→ **EXCERPTED RECORDS**

____

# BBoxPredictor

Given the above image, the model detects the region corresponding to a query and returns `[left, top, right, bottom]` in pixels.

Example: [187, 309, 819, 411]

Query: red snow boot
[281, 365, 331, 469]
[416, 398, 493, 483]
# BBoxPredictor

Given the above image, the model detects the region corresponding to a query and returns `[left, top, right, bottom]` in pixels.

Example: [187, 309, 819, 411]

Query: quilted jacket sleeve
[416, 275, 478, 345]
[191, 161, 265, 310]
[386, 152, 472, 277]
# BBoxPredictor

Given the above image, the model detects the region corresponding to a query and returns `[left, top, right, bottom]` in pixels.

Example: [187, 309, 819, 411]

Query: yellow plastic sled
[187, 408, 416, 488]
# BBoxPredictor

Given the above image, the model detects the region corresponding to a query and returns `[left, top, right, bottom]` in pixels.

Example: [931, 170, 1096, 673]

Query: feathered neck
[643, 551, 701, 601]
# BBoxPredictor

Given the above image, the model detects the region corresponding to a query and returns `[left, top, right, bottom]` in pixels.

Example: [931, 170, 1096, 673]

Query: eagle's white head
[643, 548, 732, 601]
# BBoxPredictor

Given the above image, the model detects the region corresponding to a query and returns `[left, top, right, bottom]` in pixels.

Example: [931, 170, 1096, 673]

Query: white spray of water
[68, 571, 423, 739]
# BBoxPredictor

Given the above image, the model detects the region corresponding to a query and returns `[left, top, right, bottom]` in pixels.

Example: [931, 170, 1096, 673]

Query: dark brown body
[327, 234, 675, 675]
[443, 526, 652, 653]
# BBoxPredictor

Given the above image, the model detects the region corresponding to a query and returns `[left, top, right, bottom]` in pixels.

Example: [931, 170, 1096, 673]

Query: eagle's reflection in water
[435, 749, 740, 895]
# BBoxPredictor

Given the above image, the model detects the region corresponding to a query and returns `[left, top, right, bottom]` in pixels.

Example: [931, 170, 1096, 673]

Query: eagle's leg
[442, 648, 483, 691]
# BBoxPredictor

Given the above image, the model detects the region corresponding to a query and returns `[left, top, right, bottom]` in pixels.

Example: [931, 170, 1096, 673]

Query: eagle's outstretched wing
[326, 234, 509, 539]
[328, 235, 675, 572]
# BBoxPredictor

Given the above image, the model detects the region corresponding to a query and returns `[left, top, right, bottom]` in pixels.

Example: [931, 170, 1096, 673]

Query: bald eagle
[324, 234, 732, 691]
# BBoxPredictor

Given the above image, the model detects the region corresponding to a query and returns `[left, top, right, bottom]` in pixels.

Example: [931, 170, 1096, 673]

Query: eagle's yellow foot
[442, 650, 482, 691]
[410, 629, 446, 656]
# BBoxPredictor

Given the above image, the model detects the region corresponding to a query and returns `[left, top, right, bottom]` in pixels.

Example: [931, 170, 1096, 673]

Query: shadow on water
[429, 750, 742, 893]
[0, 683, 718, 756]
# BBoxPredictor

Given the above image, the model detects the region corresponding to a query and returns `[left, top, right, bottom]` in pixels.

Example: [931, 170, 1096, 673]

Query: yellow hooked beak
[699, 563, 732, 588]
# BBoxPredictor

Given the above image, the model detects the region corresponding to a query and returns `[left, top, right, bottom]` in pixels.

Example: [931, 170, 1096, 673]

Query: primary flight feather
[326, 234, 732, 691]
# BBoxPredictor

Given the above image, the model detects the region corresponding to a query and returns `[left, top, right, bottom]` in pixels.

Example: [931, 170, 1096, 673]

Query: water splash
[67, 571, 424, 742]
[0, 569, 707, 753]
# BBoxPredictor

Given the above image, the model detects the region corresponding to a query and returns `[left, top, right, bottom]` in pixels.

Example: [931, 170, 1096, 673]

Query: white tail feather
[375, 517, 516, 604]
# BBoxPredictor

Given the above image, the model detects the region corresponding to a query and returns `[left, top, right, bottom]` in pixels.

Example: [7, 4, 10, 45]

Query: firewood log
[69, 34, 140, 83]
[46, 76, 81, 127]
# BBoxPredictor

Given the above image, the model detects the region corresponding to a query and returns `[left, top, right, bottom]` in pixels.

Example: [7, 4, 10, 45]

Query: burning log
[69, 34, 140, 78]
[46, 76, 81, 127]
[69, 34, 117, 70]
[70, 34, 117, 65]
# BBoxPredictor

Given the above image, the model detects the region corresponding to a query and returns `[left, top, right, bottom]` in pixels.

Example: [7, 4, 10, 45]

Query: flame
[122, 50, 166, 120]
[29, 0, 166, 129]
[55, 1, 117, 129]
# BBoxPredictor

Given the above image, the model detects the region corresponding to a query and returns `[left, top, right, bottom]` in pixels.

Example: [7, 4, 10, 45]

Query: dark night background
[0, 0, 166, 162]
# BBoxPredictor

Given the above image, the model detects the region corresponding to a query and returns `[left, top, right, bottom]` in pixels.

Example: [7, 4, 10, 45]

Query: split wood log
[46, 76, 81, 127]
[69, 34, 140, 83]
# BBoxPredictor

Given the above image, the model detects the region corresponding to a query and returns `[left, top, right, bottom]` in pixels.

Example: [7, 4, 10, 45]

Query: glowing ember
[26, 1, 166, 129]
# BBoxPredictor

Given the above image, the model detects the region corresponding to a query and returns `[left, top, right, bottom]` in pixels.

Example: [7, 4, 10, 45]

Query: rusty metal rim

____

→ **THE REQUEST**
Reproduce all of the data above line for line, with no changes.

→ **OUTPUT OF THE TASK**
# BBoxPredictor

Given the above image, the model detects the region corresponding to a query and returns `[left, top, right, bottom]` in pixels.

Example: [187, 309, 819, 411]

Query: red snow boot
[281, 365, 331, 469]
[416, 398, 493, 483]
# BBoxPredictor

Given the above image, the model detects the region corresponding to a query and returns `[left, top, right, bottom]` in pixels.

Example: [187, 309, 819, 411]

Query: quilted jacket sleeve
[416, 275, 478, 345]
[191, 161, 265, 310]
[386, 152, 472, 277]
# BBoxPredictor

Given the above image, the model detects the region corresponding to a query and returns `[left, top, right, bottom]` in pixels.

Example: [187, 309, 819, 411]

Query: yellow plastic sled
[187, 408, 416, 488]
# BBoxPredictor

Given the above image, the model detects the region corresponding to a query and returns `[left, top, right, bottom]` in pixels.

Example: [931, 170, 1096, 673]

Query: feathered neck
[643, 551, 701, 601]
# BBoxPredictor

Given the above image, the model detects the region corresponding to a query and returns `[left, top, right, bottom]` in pixels.

Example: [931, 170, 1096, 673]

Query: eagle's white head
[643, 548, 732, 601]
# BBoxPredictor

Given the above image, the model detects the region corresponding to a query and returns `[left, top, right, bottom]` in pixels.

Example: [931, 170, 1096, 673]

Query: white spray of water
[68, 571, 423, 739]
# BBoxPredictor

Given the above image, the model detects the region corresponding to a query and returns `[left, top, right, bottom]` in pixels.

Example: [931, 170, 1096, 673]

Query: dark brown body
[327, 234, 675, 675]
[443, 526, 652, 653]
# BBoxPredictor

Given the above image, the model detects the region corresponding to a query and returns `[left, top, right, bottom]` in pixels.

Example: [931, 170, 1096, 673]

Query: eagle's reflection in water
[435, 749, 740, 895]
# BBoxPredictor

Given the above image, the model detects the region corresponding to a query and returns `[left, top, right, bottom]` in pixels.

Example: [931, 170, 1096, 673]

Query: eagle's leg
[442, 648, 483, 691]
# BBoxPredictor

Given the above image, the model detects the region corresponding to a query and returns `[left, top, right, bottom]` in pixels.

Example: [931, 170, 1096, 673]

Query: eagle's outstretched wing
[326, 234, 509, 539]
[328, 235, 675, 572]
# BBoxPredictor

Given the above image, the model detects the region corresponding to a query and returns `[left, top, right, bottom]` in pixels.

Example: [931, 170, 1096, 673]

Query: bald eagle
[324, 234, 732, 691]
# BBoxPredictor

Given the above image, the model detects the region corresponding to a query and returns `[left, top, right, bottom]` in pixels.

Example: [931, 170, 1096, 673]

Query: eagle's yellow foot
[442, 650, 482, 691]
[410, 629, 446, 656]
# BBoxPredictor

Given the above image, the model detects the region corresponding to a query and returns `[left, top, right, bottom]` in pixels.

Example: [931, 170, 1096, 673]

Query: shadow on water
[429, 750, 742, 893]
[0, 683, 718, 756]
# BBoxPredictor

Given the above image, the model detects the region corresponding to a query and returns `[left, top, right, bottom]` in pixels.

Example: [931, 170, 1096, 673]

Query: yellow hooked beak
[699, 563, 732, 588]
# BBoxPredictor

Given the above image, the model detects the region corresponding to a query and returns `[left, top, right, bottom]` in pixels.

Example: [931, 170, 1096, 673]

Query: primary flight feather
[326, 234, 732, 691]
# BBoxPredictor

Given the above image, the model detects the region corresponding to a query and returns `[left, top, right, bottom]` in pixels.

Example: [931, 170, 1096, 673]

Query: water splash
[67, 571, 424, 742]
[0, 569, 707, 753]
# BBoxPredictor

Given the above image, the model detects the region corresponding to a query and returns `[left, top, right, bottom]` in pixels.

Example: [931, 170, 1096, 673]

Query: white tail feather
[375, 517, 516, 604]
# BBoxPredictor

Given the above image, the model detects the region corresponding to a query and returns `[left, top, right, bottom]` in pixels.

Example: [7, 4, 10, 45]

Query: firewood log
[69, 34, 140, 83]
[46, 76, 81, 127]
# BBoxPredictor

Given the above image, the model detects the region corresponding to a query and returns `[left, top, right, bottom]` in pixels.

Example: [7, 4, 10, 45]

Query: burning log
[69, 34, 140, 78]
[46, 76, 81, 127]
[69, 34, 117, 70]
[70, 34, 117, 65]
# BBoxPredictor

Given the above image, the model detects the region corresponding to a query and returns `[left, top, right, bottom]` in pixels.

Example: [7, 4, 10, 45]

Query: flame
[122, 50, 166, 120]
[29, 0, 166, 129]
[55, 1, 117, 129]
# BBoxPredictor

Given the above image, the model detects the region corresponding to a query and returns `[left, top, right, bottom]` in pixels.

Example: [7, 4, 10, 45]

Query: dark night background
[0, 0, 166, 162]
# BBoxPredictor

Given the above image, the model detects the region corresponding to a query and returns `[left, top, right, bottom]` in pixels.

Example: [7, 4, 10, 45]

Query: split wood log
[46, 76, 81, 127]
[69, 34, 140, 83]
# BBoxPredictor

Given the above image, the model detects the region corresponding to a query and returns `[left, top, right, bottom]` in pixels.

Example: [7, 4, 10, 45]

Query: glowing ember
[26, 1, 166, 129]
# BBoxPredictor

Given the above image, the model detects the region corresponding to a query and returns `[left, top, right, bottom]` in pixels.

Example: [7, 4, 10, 45]

Query: rusty metal rim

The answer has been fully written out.